> Description of the task
Give the data from the line containing "the hillside, listing" through the last line as a numbered list, omitting any blank lines.

> Source material
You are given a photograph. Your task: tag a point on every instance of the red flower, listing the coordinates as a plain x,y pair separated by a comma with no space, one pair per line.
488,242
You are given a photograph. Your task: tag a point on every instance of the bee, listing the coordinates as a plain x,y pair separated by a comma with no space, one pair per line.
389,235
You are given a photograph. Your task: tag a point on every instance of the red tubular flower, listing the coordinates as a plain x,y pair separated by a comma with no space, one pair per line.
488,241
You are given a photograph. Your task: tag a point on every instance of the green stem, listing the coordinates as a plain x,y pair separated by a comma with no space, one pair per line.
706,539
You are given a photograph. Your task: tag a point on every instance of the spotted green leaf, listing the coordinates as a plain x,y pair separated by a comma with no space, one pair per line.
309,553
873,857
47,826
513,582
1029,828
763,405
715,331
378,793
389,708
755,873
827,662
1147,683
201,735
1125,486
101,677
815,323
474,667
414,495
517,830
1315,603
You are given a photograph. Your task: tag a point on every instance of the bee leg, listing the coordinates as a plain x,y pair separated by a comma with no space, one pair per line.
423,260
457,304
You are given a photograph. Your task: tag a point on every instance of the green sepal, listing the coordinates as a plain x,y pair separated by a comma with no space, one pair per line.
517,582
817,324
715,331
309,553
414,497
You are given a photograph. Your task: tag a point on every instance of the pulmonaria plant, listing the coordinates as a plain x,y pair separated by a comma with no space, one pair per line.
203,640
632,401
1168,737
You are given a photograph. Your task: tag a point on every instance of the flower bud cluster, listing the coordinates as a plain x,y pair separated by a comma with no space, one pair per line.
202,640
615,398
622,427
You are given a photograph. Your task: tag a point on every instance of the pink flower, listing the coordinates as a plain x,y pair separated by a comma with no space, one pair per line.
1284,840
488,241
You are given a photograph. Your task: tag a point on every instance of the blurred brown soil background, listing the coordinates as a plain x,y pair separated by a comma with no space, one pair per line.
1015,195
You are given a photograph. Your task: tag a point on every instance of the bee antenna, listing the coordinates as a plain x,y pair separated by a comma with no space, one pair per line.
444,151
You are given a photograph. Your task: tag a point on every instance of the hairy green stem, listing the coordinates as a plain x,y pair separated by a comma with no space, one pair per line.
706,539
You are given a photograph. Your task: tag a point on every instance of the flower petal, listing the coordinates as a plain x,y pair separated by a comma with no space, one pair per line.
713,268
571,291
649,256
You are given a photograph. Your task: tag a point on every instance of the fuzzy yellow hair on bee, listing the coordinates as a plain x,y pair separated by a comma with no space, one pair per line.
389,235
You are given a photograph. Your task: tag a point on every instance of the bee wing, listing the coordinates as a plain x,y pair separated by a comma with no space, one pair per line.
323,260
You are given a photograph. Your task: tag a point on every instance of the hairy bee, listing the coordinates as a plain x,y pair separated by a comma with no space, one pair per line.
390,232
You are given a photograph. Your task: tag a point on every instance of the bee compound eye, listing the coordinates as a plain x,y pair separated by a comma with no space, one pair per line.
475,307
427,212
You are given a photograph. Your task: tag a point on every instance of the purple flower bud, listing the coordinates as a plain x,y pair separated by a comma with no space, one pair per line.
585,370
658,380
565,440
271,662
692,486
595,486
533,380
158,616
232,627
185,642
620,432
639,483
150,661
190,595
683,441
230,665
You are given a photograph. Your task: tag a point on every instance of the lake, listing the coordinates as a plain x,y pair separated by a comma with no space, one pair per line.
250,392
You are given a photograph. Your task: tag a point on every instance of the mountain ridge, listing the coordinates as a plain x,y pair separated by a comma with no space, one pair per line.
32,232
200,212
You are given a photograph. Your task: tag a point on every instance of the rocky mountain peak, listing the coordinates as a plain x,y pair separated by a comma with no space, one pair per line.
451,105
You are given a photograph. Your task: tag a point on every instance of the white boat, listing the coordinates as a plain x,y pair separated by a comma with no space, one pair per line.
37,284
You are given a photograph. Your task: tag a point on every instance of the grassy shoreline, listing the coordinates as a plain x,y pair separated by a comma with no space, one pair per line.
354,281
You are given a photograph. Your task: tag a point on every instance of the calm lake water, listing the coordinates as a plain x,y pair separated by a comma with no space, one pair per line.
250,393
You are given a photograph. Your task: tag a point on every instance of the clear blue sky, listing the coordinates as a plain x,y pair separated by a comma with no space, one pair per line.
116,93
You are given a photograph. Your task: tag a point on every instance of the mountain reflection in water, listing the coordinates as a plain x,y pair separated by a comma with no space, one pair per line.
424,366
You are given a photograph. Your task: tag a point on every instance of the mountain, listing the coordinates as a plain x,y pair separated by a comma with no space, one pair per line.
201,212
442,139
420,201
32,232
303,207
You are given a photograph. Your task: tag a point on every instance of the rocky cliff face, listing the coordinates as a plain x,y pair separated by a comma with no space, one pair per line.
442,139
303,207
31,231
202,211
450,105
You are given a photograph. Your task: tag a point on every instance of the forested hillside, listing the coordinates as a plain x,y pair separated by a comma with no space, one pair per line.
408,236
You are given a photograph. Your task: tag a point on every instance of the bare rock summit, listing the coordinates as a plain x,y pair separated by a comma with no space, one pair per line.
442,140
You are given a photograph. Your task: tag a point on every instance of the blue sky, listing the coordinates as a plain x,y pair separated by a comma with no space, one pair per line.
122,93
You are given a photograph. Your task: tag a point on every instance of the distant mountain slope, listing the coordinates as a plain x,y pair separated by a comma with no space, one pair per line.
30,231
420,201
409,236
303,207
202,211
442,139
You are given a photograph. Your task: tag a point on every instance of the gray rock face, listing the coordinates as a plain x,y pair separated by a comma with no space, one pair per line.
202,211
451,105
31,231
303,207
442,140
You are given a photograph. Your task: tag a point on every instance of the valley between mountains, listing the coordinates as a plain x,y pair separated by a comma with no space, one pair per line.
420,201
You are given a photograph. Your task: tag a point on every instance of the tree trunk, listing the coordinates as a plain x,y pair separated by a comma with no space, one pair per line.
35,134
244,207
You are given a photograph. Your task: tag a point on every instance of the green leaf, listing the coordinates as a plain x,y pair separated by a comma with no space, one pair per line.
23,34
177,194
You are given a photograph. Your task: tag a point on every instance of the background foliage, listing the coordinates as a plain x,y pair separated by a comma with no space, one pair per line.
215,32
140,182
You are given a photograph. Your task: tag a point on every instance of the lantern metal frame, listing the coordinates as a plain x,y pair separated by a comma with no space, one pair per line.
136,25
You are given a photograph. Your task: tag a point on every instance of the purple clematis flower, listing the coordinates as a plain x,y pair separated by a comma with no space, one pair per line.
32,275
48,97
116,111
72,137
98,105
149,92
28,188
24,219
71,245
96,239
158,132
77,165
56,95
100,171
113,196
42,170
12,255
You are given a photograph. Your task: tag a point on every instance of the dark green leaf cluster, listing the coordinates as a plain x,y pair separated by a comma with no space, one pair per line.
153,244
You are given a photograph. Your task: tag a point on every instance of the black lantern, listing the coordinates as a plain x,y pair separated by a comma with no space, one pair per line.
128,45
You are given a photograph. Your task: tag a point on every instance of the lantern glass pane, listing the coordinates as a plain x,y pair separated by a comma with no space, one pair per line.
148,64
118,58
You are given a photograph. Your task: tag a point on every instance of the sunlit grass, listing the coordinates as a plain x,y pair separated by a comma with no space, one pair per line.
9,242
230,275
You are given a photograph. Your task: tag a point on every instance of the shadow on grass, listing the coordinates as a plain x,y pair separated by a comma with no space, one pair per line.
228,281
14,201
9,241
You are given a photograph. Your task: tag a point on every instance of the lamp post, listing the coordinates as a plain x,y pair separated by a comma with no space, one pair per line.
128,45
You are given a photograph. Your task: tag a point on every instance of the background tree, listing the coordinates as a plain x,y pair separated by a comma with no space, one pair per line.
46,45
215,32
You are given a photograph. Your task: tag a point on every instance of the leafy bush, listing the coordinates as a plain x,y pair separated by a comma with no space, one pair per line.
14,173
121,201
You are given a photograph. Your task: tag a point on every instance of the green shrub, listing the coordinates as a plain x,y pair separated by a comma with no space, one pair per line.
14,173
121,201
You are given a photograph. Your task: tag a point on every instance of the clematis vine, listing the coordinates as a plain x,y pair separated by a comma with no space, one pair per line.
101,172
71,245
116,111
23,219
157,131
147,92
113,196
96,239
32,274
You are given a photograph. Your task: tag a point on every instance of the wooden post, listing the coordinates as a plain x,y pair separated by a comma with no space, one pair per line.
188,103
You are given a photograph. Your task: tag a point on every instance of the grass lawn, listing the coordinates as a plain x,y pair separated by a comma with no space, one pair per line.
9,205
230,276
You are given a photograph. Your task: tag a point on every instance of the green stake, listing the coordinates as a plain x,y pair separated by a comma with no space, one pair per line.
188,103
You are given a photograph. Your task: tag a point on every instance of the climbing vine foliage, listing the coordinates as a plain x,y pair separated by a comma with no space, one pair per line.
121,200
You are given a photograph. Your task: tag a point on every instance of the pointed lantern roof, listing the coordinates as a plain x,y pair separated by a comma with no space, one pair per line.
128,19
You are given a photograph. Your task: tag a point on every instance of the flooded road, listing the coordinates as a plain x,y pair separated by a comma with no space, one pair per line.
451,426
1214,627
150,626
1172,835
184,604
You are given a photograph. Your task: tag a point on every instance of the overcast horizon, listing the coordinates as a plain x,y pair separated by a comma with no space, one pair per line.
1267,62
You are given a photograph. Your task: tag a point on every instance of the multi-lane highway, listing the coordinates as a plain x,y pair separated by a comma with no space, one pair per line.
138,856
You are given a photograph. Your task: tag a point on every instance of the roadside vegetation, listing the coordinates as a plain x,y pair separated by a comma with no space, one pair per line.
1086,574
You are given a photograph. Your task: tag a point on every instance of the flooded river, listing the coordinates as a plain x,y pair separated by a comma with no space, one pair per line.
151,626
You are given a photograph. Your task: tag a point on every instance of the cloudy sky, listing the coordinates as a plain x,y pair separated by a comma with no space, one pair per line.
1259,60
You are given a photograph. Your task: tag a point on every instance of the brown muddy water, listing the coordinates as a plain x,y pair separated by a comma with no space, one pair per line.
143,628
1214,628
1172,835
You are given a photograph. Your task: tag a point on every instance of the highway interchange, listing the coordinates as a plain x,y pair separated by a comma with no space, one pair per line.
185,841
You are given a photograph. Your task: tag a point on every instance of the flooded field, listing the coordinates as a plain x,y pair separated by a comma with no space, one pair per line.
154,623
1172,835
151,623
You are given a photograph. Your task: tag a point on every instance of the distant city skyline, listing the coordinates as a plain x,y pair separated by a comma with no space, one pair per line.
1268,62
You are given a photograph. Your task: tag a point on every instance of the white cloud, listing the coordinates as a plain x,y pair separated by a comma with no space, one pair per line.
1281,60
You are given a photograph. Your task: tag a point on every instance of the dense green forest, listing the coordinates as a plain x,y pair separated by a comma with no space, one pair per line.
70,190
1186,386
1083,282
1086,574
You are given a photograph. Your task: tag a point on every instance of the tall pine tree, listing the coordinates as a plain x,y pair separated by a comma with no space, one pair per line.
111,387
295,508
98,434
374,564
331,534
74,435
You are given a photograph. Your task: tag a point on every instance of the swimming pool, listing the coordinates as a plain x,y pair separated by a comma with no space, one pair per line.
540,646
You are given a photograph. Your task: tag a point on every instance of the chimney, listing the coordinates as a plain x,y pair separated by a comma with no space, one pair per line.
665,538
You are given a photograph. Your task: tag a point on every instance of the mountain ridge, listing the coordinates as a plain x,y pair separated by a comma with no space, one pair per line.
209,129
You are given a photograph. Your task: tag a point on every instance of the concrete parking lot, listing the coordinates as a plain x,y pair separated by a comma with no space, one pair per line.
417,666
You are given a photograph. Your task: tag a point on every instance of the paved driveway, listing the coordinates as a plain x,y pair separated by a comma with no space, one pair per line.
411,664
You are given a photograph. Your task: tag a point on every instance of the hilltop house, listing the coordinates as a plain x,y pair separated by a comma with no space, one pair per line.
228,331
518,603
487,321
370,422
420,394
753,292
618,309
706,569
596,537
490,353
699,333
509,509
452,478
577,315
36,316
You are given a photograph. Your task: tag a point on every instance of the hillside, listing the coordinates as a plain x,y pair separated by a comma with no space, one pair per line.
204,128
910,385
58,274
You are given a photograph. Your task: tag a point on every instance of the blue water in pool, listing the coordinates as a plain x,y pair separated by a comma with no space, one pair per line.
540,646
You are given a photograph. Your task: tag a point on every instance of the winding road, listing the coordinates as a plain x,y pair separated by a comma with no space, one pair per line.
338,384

> Solution to this task
1. You are given a photograph. Your task: tag a point on every instance of the hillside, listing the coordinates as a plain x,y pair separated by a comma with no space, one pair per line.
2. 204,128
3. 910,385
4. 58,274
5. You are given a photograph. Your task: tag a point on every instance of the blue water in pool, listing the coordinates as a plain x,y pair separated by a comma with no space, one pair per line.
6. 540,646
7. You are given a photograph. Your task: tag a point on every instance of the winding road, listing the coordinates as a plain x,y pair separated by a comma with no space, one pair per line.
8. 338,384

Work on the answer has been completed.